TO-DO LIST ->
1. Answer these from the bonding lock discussion, one line each:
(a) Why is the first proposed fix unsuitable?
(b) In which three places would curr_active_slave be changed?
(c) Whose opinion holds that the monitor would lose performance if RTNL protected the whole slave list?
2. Please extend the bonding lock discussion, picking up after its final sentence.

EXCERPT PROVIDED ->
于 2013/11/11 21:06, Veaceslav Falico 写道:
> On Mon, Nov 11, 2013 at 08:36:04PM +0800, Ding Tianhong wrote:
>> Now the bond slave list is not protected by bond lock, only by RTNL,
>> but the monitor still use the bond lock to protect the slave list,
>> it is useless, according to the Veaceslav's opinion, there were
>> three way to fix the protect problem:
>>
>> 1. add bond_master_upper_dev_link() and bond_upper_dev_unlink()
>> in bond->lock, but it is unsafe to call call_netdevice_notifiers()
>> in write lock.
>> 2. remove unused bond->lock for monitor function, only use the exist
>> rtnl lock(), it will take performance loss in fast path.
>> 3. use RCU to protect the slave list, of course, performance is better,
>> but in slow path, it is ignored.
>>
>> obviously the solution 1 is not fit here, I will consider the 2 and 3
>> solution. My principle is simple, if in fast path, RCU is better,
>> otherwise in slow path, both is well, but according to the Jay 
>> Vosburgh's
>> opinion, the monitor will loss performace if use RTNL to protect the all
>> slave list, so remove the bond lock and replace with RCU.
>>
>> The second problem is the curr_slave_lock for bond, it is too old and
>> unwanted in many place, because the curr_active_slave would only be
>> changed in 3 place:
>>
>> 1. enslave slave.
>> 2. release slave.
>> 3. change active slave.
>>
>> all above were already holding bond lock, RTNL and curr_slave_lock
>> together, it is tedious and no need to add so mach lock, when change
>> the curr_active_slave, you have to hold the RTNL and curr_slave_lock
>> together, and when you read the curr_active_slave, RTNL or 
>> curr_slave_lock,
>> any one of them is no problem.

SOURCE MATERIAL ->
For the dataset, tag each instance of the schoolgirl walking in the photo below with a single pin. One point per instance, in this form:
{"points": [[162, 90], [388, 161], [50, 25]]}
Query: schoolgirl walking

ANSWERS ->
1.
(a) It is unsafe to call call_netdevice_notifiers() in write lock.
(b) Enslave slave, release slave, and change active slave.
(c) Jay Vosburgh's.

2.
>
> Boot-test *with the same parameters as before* gave me the following
> trace[1], which is inevitable in case of mode 1 bonding. So that you've
> either ignored this warning or didn't actually test mode 1, even though
> your last patchset was reverted because of a regression in the same mode.
>
> How was this tested?
>
yes, you are right, it is my fault. I miss a CONFIG SET for RCU, 
CONFIG_PROVE_RCU,
althrough I test bond several times for every mode, but I still miss it.

The bond_should_notify_peers in bond_select_active_slave did not in have 
rcu-read
critical sector.

> And btw - net-next is closed.
>
yes, I know, but I still need widely solicited opinions, it is really a 
big patchset for me.
I am afraid of missing something.

Regards.
Ding

> [1]:
> [ 13.847032] bonding: bond0: link status definitely up for interface 
> eth2.
> [ 13.848732] bonding: bond0: making interface eth2 the new active one.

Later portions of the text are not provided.